--- Start of Provided data ---

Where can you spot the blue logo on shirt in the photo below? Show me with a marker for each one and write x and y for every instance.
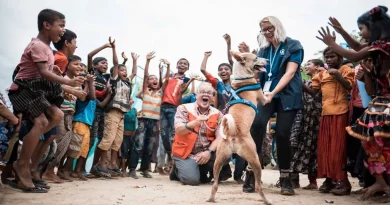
(282, 52)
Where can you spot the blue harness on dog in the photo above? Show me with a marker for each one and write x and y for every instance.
(236, 99)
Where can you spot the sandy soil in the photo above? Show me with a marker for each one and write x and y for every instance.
(160, 190)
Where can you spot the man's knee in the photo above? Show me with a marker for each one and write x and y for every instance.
(192, 180)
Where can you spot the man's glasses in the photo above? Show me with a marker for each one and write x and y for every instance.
(206, 93)
(269, 30)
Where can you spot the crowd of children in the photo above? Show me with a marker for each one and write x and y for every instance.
(62, 106)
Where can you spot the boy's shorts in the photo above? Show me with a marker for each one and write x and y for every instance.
(27, 125)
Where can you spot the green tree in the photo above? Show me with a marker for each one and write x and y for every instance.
(354, 34)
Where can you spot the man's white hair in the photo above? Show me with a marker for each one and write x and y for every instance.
(205, 84)
(279, 33)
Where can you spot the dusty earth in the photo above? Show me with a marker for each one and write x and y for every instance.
(160, 190)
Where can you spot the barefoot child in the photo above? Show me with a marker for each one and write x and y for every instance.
(64, 128)
(36, 91)
(82, 122)
(305, 158)
(334, 84)
(99, 67)
(147, 131)
(65, 48)
(176, 85)
(130, 123)
(113, 125)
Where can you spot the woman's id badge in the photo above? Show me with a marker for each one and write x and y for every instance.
(267, 86)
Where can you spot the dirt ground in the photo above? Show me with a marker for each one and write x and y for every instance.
(160, 190)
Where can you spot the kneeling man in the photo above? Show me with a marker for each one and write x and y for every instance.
(196, 139)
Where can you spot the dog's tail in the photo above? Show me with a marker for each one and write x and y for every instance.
(228, 126)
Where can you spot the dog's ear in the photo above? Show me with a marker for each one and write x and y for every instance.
(237, 55)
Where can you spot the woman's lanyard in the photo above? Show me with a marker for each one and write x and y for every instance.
(272, 60)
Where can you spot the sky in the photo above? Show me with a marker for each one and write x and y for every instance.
(172, 28)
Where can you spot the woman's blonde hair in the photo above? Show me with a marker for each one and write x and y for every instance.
(279, 33)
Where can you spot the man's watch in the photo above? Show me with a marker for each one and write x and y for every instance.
(211, 151)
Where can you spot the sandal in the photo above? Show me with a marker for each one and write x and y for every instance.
(133, 174)
(14, 184)
(115, 171)
(310, 187)
(43, 186)
(39, 181)
(102, 172)
(342, 188)
(146, 174)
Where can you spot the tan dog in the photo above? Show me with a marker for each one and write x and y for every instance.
(235, 126)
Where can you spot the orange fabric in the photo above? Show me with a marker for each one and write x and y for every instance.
(183, 144)
(61, 61)
(172, 91)
(331, 147)
(334, 95)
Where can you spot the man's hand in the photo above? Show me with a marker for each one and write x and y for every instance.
(90, 77)
(112, 43)
(254, 51)
(333, 71)
(243, 48)
(109, 90)
(359, 74)
(165, 61)
(326, 36)
(201, 118)
(79, 93)
(195, 76)
(227, 39)
(57, 70)
(134, 56)
(203, 157)
(76, 81)
(124, 55)
(367, 65)
(150, 55)
(336, 25)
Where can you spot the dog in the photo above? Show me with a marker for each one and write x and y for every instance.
(235, 126)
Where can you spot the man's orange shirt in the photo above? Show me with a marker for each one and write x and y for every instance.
(334, 95)
(61, 61)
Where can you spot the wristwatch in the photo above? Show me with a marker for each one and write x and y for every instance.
(211, 151)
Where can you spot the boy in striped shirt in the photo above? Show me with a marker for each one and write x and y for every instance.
(148, 125)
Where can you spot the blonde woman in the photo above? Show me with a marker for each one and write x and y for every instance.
(282, 84)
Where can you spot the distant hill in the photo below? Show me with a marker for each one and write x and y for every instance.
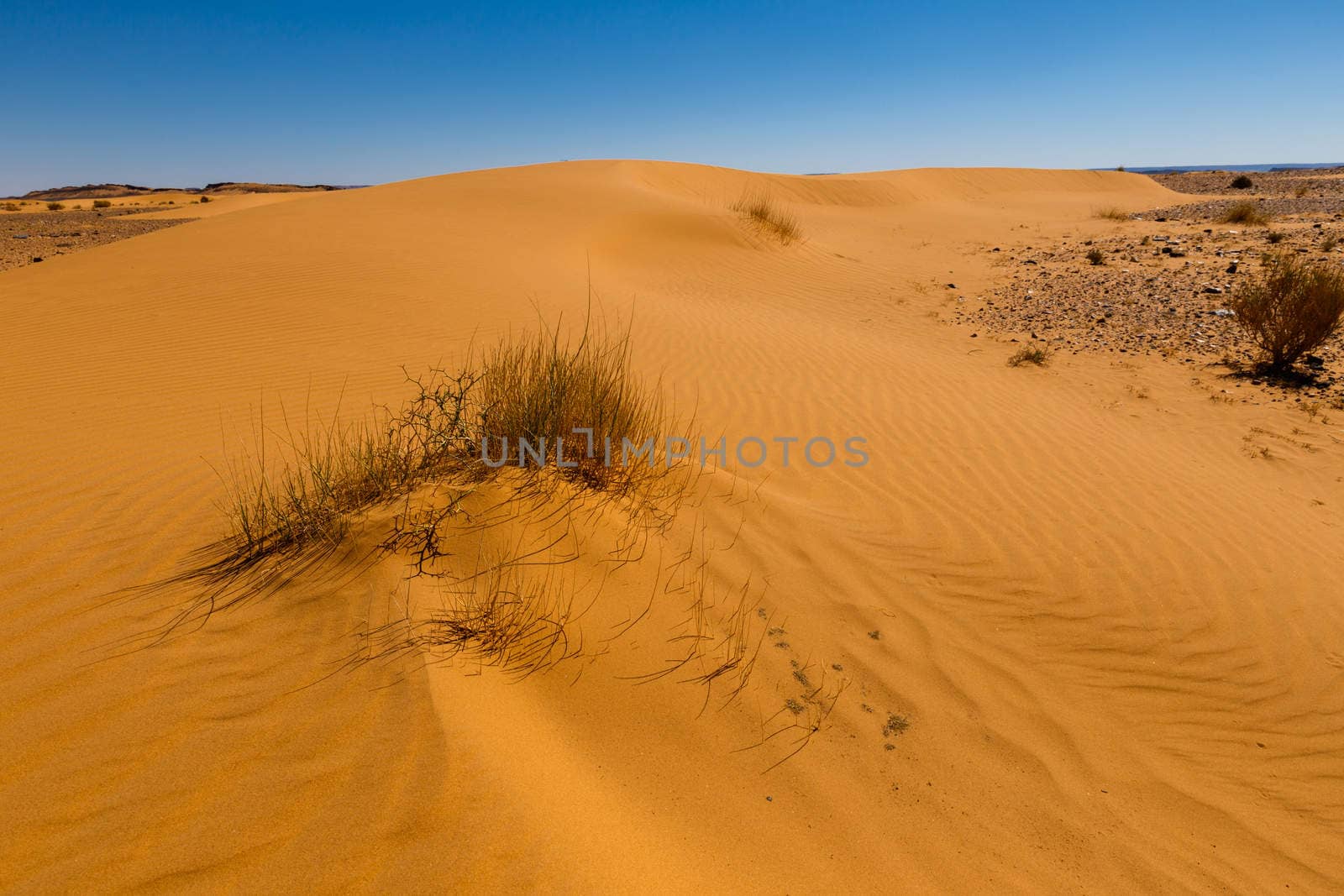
(116, 191)
(1182, 170)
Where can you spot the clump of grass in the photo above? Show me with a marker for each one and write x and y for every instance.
(1030, 354)
(759, 207)
(894, 726)
(1294, 308)
(517, 406)
(1243, 212)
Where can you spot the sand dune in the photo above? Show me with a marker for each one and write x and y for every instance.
(1115, 636)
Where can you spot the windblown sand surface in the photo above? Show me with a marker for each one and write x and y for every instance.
(1116, 636)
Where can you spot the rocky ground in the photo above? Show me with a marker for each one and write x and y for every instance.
(34, 237)
(1163, 284)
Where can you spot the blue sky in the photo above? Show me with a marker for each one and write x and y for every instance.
(158, 94)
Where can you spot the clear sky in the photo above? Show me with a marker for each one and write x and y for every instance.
(163, 94)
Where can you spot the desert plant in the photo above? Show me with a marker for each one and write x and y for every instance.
(763, 210)
(515, 405)
(1290, 309)
(1030, 354)
(1243, 214)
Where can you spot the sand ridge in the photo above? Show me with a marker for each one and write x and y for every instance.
(1112, 631)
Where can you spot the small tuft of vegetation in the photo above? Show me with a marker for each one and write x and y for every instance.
(1243, 214)
(894, 726)
(459, 426)
(1294, 308)
(765, 212)
(1030, 354)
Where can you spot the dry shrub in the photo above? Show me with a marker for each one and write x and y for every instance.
(1243, 212)
(1030, 354)
(759, 207)
(519, 406)
(501, 618)
(577, 396)
(1294, 308)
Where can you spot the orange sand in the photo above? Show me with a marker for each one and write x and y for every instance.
(1116, 636)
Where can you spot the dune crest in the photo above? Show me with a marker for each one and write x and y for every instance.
(1050, 637)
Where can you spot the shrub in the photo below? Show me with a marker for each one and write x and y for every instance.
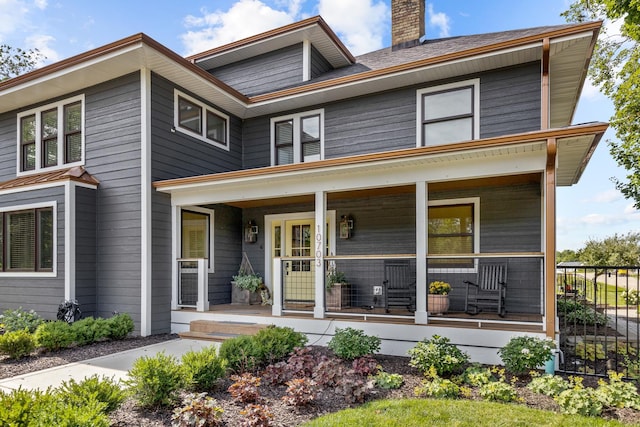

--- End of Provided data ---

Given problem: Copy the lines of all the entries above word for word, leaving out the pictures.

Output below:
Where can you spot the blue logo on shirt in the photo below? Show me with a marker for each one and write x and y for every instance.
(282, 52)
Where can you spot the blue harness on dog in the photo above? Show me with a marker for each one and write x and y for every instance.
(236, 99)
Where can you spot the sandy soil in the photo above? Show me with a marker for each one and write x and y for every instance.
(160, 190)
Where can you spot the man's knee in the photo above? Show me with a marker for each one and write x and y for every instance.
(192, 180)
Where can you spot the man's glasses in the photo above? Show me with a marker for each one and write x and y for every instance.
(206, 93)
(269, 30)
Where can you spot the crowd of children in the photo above? Show me with a marker for each one and write x and y for every instance.
(62, 106)
Where can you spot the boy's shorts in the photo above? Show me with a marker for each one and write x and y for every instance.
(27, 125)
Where can you spot the green tree in the photo above? Show me with a marker for each one and write x and y for every instance.
(354, 34)
Where can you spot the man's white hair in the photo above? Show me with a marker for each one and write x and y for every instance.
(205, 84)
(279, 33)
Where can you spot the dusty earth in the photo above? Show me with a marker for each one and write x and y for every instance.
(160, 190)
Where can you spot the barefoot child in the photo above? Show me with a marker for each one and write x and y for every instance.
(64, 128)
(36, 91)
(82, 122)
(305, 158)
(334, 84)
(99, 67)
(147, 131)
(65, 48)
(176, 85)
(130, 123)
(113, 125)
Where can you spot the woman's id badge in the photo above? Show me with a marker for each one and write x and y for every instance.
(267, 86)
Where can you spot the dirt ground in the photo above? Show me with a marker for each one and write x and y for every instance.
(160, 190)
Where can you spot the kneeling man in the photo above? Show me with a marker for each one and write x and y for every instance.
(196, 139)
Where can you spot the dog's tail in the photo above? Show me with a marker for each one and write x and y for every instance.
(228, 126)
Where can you spot the dog's ear in the photo above? Show me with a marker for each one and write x and y for every instance.
(237, 55)
Where can you spot the woman's lanyard in the photo above? Show me with a marker for each one and write x and y for every instance.
(272, 60)
Where can you spot the sky in the photo above? Show me with a marker for each one and write x and y for every instance.
(172, 28)
Where can you spot the woman's blonde hair in the photo above? Show me with a marker for each one and write x and y for every instance.
(279, 33)
Where can you spot the man's watch in the photo above? Show me with a marker for each one and write x and y for every instance.
(211, 151)
Where can you spot the sandal in the photo above? Show me with a marker for each one and write x and y for every instance.
(133, 174)
(14, 184)
(115, 171)
(310, 187)
(43, 186)
(39, 181)
(102, 172)
(342, 188)
(146, 174)
Where can you spot the tan dog in the photo above? Show me with a marker for each one and write x and y for every instance.
(235, 126)
Where can you spot the orange fabric in the photo above? Show me with a marker for each one and write x and y for every instance.
(183, 144)
(61, 61)
(172, 91)
(331, 147)
(334, 95)
Where can you spot the man's hand in the photo above? Show me with a marker for each one and write x and y for every instance.
(90, 77)
(112, 43)
(254, 51)
(333, 71)
(243, 48)
(109, 90)
(359, 74)
(165, 61)
(326, 36)
(201, 118)
(79, 93)
(195, 76)
(227, 39)
(57, 70)
(134, 56)
(203, 157)
(76, 81)
(124, 55)
(367, 65)
(150, 55)
(336, 25)
Where can you spot the dog in the photo above? Show me with a marker for each one and write x and y for every instance.
(235, 126)
Where can you spot the man's orange shirt in the photo above? Show me with a marker for each one and write x and y for every instance.
(334, 95)
(61, 61)
Where can you spot the wristwatch in the photo above? Show me with a marker for each one and write x and y for every instance.
(211, 151)
Where can you spot the boy in striped shirt in the photo above? Show me with a marker for each one and write x and y for every instance.
(148, 125)
Where can you spot the blonde woman in the photo above? Show me with a marker for each one and write x and y for every instance.
(282, 84)
Where can you spot the distant hill in the photo below? Show me with a marker for each one and write x and y for every instance.
(116, 191)
(1182, 170)
Where can you spot the clump of grass in the photo above? Show me with a marker for each one and write x and y for every instance.
(1030, 354)
(759, 207)
(894, 726)
(1294, 308)
(517, 406)
(1243, 212)
Where can you spot the sand dune in the photo above? Show me with a marker for each one and write x and y for every instance.
(1115, 636)
Where can you spot the windblown sand surface in the photo above? Show me with a marker for each one and write x and y for every instance.
(1116, 636)
Where can you spot the rocky ground in the photo above? Show me with a marker for each one and write x and y for every instance.
(34, 237)
(1163, 284)
Where can you spot the blue sky in the photo above? Show me with a marker for each one and write x and y for every instance.
(158, 94)
Where can you spot the clear sky in the photo above? Show me with a marker for each one and write x and y for every instance.
(163, 94)
Where can you spot the desert plant in the photo above? Show me with a marker for each one and write x and y for every instance.
(763, 210)
(515, 405)
(1290, 309)
(1030, 354)
(1243, 214)
Where can you spot the sand ridge in the photo above? Show me with a marker for each one and write x and y for every instance.
(1112, 631)
Where can you spot the small tuft of vegetation in the photo above? Show me with a marker for each one and write x and y for every instance.
(1243, 214)
(894, 726)
(459, 426)
(1294, 308)
(765, 212)
(1030, 354)
Where can you spot the dry shrub in the photo above? Show me with a marker for each one and write x and y for every instance.
(1243, 212)
(1030, 354)
(759, 207)
(519, 406)
(501, 618)
(577, 396)
(1294, 308)
Where can you spot the orange sand in the photo above? Show me with a marker for each one and write x and y for every instance.
(1116, 636)
Where can you spot the dune crest in the photo above? Show me with a marker for each one and write x and y for every instance.
(1050, 637)
Where can you spot the shrub in the photo below? Show me with a marker for each one and write x and y for every instance.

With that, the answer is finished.